* _WHAT THE EXERCISE ASKS_: Update every item below by changing "expected format" to "required format" and leaving the rest of the text as it is. Omit the pictures from your answer.

>> begin DATA LISTING

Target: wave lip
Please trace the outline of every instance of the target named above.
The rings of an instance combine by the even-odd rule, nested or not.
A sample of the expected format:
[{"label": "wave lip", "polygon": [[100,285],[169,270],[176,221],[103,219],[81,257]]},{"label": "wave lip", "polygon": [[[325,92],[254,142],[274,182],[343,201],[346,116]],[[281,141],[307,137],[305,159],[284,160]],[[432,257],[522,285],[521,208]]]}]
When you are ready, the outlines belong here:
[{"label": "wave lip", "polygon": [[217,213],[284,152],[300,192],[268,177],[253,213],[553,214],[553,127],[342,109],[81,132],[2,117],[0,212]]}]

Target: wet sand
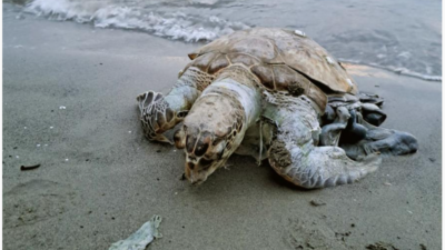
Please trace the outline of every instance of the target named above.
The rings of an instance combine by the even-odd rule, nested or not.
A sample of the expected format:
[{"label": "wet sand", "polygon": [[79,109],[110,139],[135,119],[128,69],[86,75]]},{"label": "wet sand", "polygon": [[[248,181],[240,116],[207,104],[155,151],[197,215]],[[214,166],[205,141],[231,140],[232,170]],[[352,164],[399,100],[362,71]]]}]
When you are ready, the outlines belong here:
[{"label": "wet sand", "polygon": [[148,249],[441,248],[439,82],[348,67],[386,99],[384,127],[421,146],[359,182],[305,191],[234,156],[190,187],[182,152],[142,137],[135,98],[166,92],[198,44],[3,14],[4,249],[108,249],[154,214]]}]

>> end DATA LISTING

* _THE ANSWER_:
Target: wave lip
Please trace the outline of every instance of the target named above.
The rings of an instance combine by the even-odd rule, nested or not.
A sample of the required format:
[{"label": "wave lip", "polygon": [[100,285],[169,270],[176,221],[103,219],[81,257]]},{"label": "wave lip", "polygon": [[[325,92],[254,142],[274,182],[343,201],[346,116]],[[281,141],[307,137],[305,159],[284,160]],[[432,257],[522,285],[521,208]]]}]
When you are ready, the outlines belong here:
[{"label": "wave lip", "polygon": [[217,213],[284,152],[300,192],[268,177],[253,213],[553,214],[553,127],[342,109],[81,132],[2,117],[0,212]]}]

Target: wet sand
Please trace the outline of every instance of the target named above.
The rings of an instance combine by the even-odd rule, nested or not.
A sample of the required format:
[{"label": "wet sand", "polygon": [[79,109],[110,139],[135,119],[128,69],[86,75]]},{"label": "wet sand", "polygon": [[[248,181],[240,116],[207,104],[155,151],[197,215]],[[214,166],[205,141],[231,140],[232,170]],[[352,164],[399,100],[362,71]]]}]
When you are ready, the outlines belong here:
[{"label": "wet sand", "polygon": [[148,249],[441,248],[439,82],[348,67],[386,99],[384,127],[421,146],[359,182],[305,191],[234,156],[190,187],[182,152],[142,137],[135,98],[166,92],[198,44],[3,14],[4,249],[108,249],[154,214]]}]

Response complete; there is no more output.